== The task ==
Give back each line of the listing below that contains the string "firefighter".

== The data ==
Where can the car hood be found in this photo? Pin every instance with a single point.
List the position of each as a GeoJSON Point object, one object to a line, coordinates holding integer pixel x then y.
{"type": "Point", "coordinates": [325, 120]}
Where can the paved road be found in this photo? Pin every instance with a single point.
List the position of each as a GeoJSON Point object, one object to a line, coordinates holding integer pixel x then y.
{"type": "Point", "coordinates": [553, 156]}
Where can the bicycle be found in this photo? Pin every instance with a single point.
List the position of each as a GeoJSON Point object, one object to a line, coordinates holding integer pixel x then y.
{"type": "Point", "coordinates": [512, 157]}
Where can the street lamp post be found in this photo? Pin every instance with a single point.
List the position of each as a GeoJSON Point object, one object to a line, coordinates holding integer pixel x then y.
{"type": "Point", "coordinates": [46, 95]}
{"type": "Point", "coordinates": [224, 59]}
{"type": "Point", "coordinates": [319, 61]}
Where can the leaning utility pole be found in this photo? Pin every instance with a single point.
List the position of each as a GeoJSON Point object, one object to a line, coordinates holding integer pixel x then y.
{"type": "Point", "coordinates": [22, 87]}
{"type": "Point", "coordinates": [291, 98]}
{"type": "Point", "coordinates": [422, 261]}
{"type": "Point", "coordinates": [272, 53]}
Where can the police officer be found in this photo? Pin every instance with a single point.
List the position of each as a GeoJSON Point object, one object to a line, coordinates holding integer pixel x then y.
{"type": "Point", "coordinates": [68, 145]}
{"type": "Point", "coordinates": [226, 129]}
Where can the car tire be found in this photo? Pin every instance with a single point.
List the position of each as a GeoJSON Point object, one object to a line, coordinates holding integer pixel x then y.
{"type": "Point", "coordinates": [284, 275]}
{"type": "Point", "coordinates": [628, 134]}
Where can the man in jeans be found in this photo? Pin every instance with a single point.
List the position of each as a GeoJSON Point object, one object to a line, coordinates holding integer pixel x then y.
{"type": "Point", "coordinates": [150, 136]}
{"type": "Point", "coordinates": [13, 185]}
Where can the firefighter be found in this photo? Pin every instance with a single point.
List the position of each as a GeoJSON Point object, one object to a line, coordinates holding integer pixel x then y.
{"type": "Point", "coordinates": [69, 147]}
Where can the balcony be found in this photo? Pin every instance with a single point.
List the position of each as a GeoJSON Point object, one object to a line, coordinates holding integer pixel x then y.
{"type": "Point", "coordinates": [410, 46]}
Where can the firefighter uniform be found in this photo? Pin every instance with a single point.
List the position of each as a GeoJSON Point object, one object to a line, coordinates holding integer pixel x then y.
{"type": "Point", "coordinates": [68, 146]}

== Result of the task ==
Where can the firefighter be found in this photo? Pin every instance with a single point.
Where can the firefighter uniform be found in this photo? Pin every instance with a single point.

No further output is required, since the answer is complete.